__Referring expression data__
------------------------------------------------------------------------
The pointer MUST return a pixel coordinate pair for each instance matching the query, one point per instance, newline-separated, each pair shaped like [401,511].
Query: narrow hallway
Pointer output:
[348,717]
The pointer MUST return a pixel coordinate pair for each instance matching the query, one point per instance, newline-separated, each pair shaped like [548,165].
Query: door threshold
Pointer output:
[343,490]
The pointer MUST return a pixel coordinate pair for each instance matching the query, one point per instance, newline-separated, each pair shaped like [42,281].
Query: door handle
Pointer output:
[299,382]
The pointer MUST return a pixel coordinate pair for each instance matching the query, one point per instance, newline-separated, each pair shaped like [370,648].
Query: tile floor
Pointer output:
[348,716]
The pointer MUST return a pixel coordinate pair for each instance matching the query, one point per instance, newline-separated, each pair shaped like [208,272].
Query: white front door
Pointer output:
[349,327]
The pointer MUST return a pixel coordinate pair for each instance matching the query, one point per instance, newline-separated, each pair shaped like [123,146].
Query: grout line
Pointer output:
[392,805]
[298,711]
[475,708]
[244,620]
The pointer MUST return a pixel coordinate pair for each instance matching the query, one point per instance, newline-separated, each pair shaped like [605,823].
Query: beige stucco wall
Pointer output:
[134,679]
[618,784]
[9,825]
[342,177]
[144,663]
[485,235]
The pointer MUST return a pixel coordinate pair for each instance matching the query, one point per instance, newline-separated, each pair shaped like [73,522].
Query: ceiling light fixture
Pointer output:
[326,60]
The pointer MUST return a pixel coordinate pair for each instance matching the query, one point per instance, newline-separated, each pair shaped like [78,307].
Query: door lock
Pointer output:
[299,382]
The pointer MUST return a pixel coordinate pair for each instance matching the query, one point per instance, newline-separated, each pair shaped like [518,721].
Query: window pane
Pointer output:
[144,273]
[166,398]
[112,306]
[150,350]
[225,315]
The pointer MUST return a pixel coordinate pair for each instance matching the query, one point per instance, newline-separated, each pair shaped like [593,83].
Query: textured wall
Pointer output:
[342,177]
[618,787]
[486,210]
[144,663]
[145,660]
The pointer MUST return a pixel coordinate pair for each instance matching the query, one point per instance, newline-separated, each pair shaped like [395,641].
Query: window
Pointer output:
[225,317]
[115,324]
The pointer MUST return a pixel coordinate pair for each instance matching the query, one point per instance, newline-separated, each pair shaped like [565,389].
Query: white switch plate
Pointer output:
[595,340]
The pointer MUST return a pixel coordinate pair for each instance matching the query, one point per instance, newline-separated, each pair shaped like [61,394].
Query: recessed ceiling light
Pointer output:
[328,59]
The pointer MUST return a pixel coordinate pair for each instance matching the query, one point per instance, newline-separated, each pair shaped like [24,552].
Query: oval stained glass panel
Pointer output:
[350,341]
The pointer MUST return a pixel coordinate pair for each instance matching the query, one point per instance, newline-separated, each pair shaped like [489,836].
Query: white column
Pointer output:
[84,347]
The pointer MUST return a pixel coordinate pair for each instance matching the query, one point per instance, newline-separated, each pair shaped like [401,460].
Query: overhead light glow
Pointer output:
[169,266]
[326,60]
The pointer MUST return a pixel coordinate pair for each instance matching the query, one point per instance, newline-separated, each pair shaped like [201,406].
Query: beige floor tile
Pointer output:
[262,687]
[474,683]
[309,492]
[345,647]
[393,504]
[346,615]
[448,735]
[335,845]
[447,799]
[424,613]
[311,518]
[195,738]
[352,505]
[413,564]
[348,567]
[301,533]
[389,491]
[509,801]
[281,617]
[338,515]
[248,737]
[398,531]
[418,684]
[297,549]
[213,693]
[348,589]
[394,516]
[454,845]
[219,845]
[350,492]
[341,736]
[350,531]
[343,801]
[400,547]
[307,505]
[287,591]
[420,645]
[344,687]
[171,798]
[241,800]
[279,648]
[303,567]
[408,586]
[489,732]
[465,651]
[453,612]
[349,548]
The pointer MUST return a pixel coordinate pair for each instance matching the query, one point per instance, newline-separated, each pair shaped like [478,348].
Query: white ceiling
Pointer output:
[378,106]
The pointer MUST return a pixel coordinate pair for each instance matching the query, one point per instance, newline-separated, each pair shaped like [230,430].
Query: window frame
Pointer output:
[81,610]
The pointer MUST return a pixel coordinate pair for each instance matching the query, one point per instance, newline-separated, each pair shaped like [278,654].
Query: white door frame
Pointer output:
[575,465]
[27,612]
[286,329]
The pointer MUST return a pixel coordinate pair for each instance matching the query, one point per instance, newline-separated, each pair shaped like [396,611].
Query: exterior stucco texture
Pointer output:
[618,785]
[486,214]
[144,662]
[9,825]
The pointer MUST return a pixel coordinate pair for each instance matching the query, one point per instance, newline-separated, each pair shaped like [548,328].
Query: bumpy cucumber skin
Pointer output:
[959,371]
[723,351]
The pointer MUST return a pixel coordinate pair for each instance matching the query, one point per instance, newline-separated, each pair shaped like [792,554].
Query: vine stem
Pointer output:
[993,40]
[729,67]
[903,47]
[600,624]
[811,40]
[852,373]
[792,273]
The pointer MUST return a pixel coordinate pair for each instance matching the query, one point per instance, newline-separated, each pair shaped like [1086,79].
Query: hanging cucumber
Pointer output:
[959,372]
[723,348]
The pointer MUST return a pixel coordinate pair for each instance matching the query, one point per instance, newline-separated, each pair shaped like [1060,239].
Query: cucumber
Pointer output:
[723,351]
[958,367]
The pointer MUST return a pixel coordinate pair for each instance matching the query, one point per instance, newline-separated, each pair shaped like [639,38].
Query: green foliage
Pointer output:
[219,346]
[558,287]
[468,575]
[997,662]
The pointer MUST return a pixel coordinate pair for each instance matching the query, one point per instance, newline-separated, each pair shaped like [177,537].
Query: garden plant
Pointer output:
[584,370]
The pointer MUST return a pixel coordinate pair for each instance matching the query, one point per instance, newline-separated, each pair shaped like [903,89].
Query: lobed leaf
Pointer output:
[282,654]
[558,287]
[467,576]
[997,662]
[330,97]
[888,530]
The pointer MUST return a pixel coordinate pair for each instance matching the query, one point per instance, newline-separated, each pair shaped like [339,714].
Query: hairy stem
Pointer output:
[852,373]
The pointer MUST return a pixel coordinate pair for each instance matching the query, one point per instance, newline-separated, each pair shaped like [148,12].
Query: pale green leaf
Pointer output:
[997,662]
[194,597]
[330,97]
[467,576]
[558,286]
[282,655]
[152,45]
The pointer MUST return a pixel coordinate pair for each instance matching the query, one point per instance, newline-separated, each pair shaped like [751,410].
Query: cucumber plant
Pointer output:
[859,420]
------------------------------------------------------------------------
Repeat the whole of the data above exactly as it appears.

The pointer MUST return a pixel coordinate pair for each instance matching the query, one point per instance, newline-separated, each pair shaped like [401,511].
Query: narrow hallway
Pointer output:
[348,717]
The pointer MUST return a pixel coordinate pair for each instance matching the query, one point per instance, newline-separated, each pair shaped like [548,165].
Query: door threshold
Pointer output:
[343,490]
The pointer MUST return a pixel coordinate pair for each instance matching the query, one point per instance, newline-separated, each pair shaped like [42,281].
Query: door handle
Pointer output:
[299,382]
The pointer MUST return a pixel coordinate pair for each instance matching the query, one point per instance, newline-separated, each pair shaped like [370,648].
Query: tile floor
Pointer output:
[348,716]
The pointer MUST return a pixel coordinate pair for each instance matching the query, one point per instance, newline-separated, each pair shaped like [208,272].
Query: white front door
Pointer output:
[349,327]
The pointer MUST return a pixel coordinate pair for each instance matching the query, one point per instance, newline-separated, each pair shaped like [123,146].
Query: grout line
Pointer output:
[392,805]
[298,711]
[475,708]
[244,620]
The pointer MUST return a pixel coordinate pair for each instance matching the query, one point per instance, newline-separated, each pair shaped like [605,823].
Query: beige stucco wall
Pointer output:
[134,679]
[618,784]
[9,825]
[342,177]
[144,663]
[485,235]
The pointer MUST return a pixel coordinate pair for each instance matching the query, one point per instance, newline-separated, each pair shaped like [73,522].
Query: ceiling light fixture
Pointer output:
[326,60]
The pointer MUST return a pixel coordinate pair for each instance matching the query, one point per instance, newline-separated, each pair shaped like [78,307].
Query: door lock
Pointer output:
[299,382]
The pointer MUST return a pixel coordinate pair for each instance matching the query, one point per instance, newline-separated, each pair shaped like [518,721].
Query: window pane
Pointer output:
[144,273]
[166,398]
[112,306]
[150,350]
[225,315]
The pointer MUST return a pixel coordinate pair for each instance matching the query, one point per instance, newline-separated, each pair shaped like [593,83].
Query: textured wall
Pointer output:
[342,177]
[618,787]
[486,210]
[144,663]
[145,660]
The pointer MUST return a pixel coordinate pair for each instance matching the query, one point per instance, newline-separated, each pair shaped like [395,641].
Query: window
Pointer output:
[225,317]
[115,324]
The pointer MUST return a pixel coordinate pair for each instance matching the query, one point per instance, newline-separated, each pair shaped like [565,389].
Query: white switch plate
Pointer output:
[595,340]
The pointer MUST return a pixel coordinate pair for each instance matching the query, one point per instance, newline-separated, each pair shaped like [61,394].
Query: recessed ceiling light
Pointer output:
[328,59]
The pointer MUST return a pixel coordinate pair for each instance matching the query, one point per instance, newline-separated, each pair shaped like [24,552].
Query: oval stained glass panel
Pointer output:
[350,341]
The pointer MUST return a pixel coordinate pair for each instance matching the query, one point per instance, newline-separated, each pair shaped like [489,836].
Query: white column
Pointer output:
[84,347]
The pointer MUST return a pixel coordinate pair for each instance matching the query, one point per instance, newline-separated, each pair shaped like [401,460].
Query: overhead light glow
Pointer output:
[169,266]
[326,60]
The pointer MUST return a pixel coordinate pair for each instance matching the query, one point per instance, newline-separated, each pair shaped like [201,406].
Query: beige floor tile
Pointer output:
[262,687]
[474,683]
[309,492]
[345,647]
[393,504]
[346,615]
[448,735]
[335,845]
[447,799]
[424,613]
[311,518]
[195,738]
[352,505]
[413,564]
[348,567]
[301,533]
[389,491]
[509,801]
[281,617]
[338,515]
[248,737]
[398,531]
[418,684]
[297,549]
[213,693]
[348,589]
[394,516]
[454,845]
[219,845]
[350,492]
[341,736]
[350,531]
[343,801]
[400,547]
[307,505]
[287,591]
[420,645]
[344,687]
[171,798]
[241,800]
[279,648]
[303,567]
[408,586]
[489,732]
[465,651]
[453,612]
[349,548]
The pointer MUST return a pixel coordinate pair for each instance matching the query, one point per instance, newline-separated, each pair shaped like [478,348].
Query: white ceiling
Pointer output:
[378,106]
The pointer MUST return a pixel coordinate pair for each instance matching the query, one point per instance, newline-separated, each pair shaped like [230,430].
Query: window frame
Pointer output:
[81,610]
The pointer MUST return a pixel coordinate pair for each instance matching the query, one point per instance, newline-separated, each pair shaped like [278,654].
Query: white door frame
Pointer output:
[575,465]
[27,612]
[286,329]
The pointer MUST return a pixel coordinate pair for each instance matching the query, one point per instance, newline-separated, each pair shaped like [396,611].
Query: exterior stucco texture
Pointer output:
[618,785]
[486,214]
[144,662]
[9,825]
The pointer MUST return a pixel coordinate pair for each instance matching the query, one point per instance, newline-separated, each pair shaped like [548,328].
Query: bumpy cucumber skin
Pointer output:
[959,371]
[723,351]
The pointer MUST return a pixel coordinate pair for each instance matching the query, one point per instance, newline-separated, each pair shaped like [792,554].
Query: vine stem
Pointer output:
[993,40]
[729,67]
[903,47]
[600,624]
[811,40]
[852,373]
[792,273]
The pointer MUST return a pixel coordinate pair for each instance matching the query, one point per instance, newline-separated, each pair shaped like [1086,79].
Query: hanging cucumber
Pointer output:
[959,372]
[723,348]
The pointer MUST return a pixel coordinate pair for each instance matching the query, one point per instance, newline-separated, each pair shaped like [1060,239].
Query: cucumber
Pointer output:
[723,351]
[958,367]
The pointer MUST return a pixel coordinate pair for each instance matching the query, one point per instance, newline-separated, each pair shaped like [639,38].
Query: green foliage
Pointer output:
[219,346]
[558,287]
[468,575]
[997,662]
The pointer MUST return a pixel coordinate pair for each instance matching the query, one point per instance, newline-separated, each pair shaped like [177,537].
Query: garden plant
Pointer output:
[584,370]
The pointer MUST return a pixel coordinate pair for each instance matching the query, one point per instance, newline-separated, each pair shaped like [903,89].
Query: lobed leaf
Pointer output:
[282,654]
[558,287]
[467,576]
[997,662]
[330,97]
[888,530]
The pointer MUST return a pixel coordinate pair for each instance matching the query, one point per instance, newline-separated, each pair shaped like [339,714].
Query: hairy stem
Pointer output:
[852,373]
The pointer MUST return a pixel coordinate pair for each instance matching the query, one point per instance, newline-separated, each pair shaped like [148,12].
Query: pale green leaf
Pointer output:
[997,662]
[194,597]
[330,97]
[467,576]
[558,286]
[282,655]
[152,45]
The pointer MUST return a pixel coordinate pair for each instance matching the query, one point per instance, newline-separated, each pair shaped like [751,410].
Query: cucumber plant
Pointer output:
[859,420]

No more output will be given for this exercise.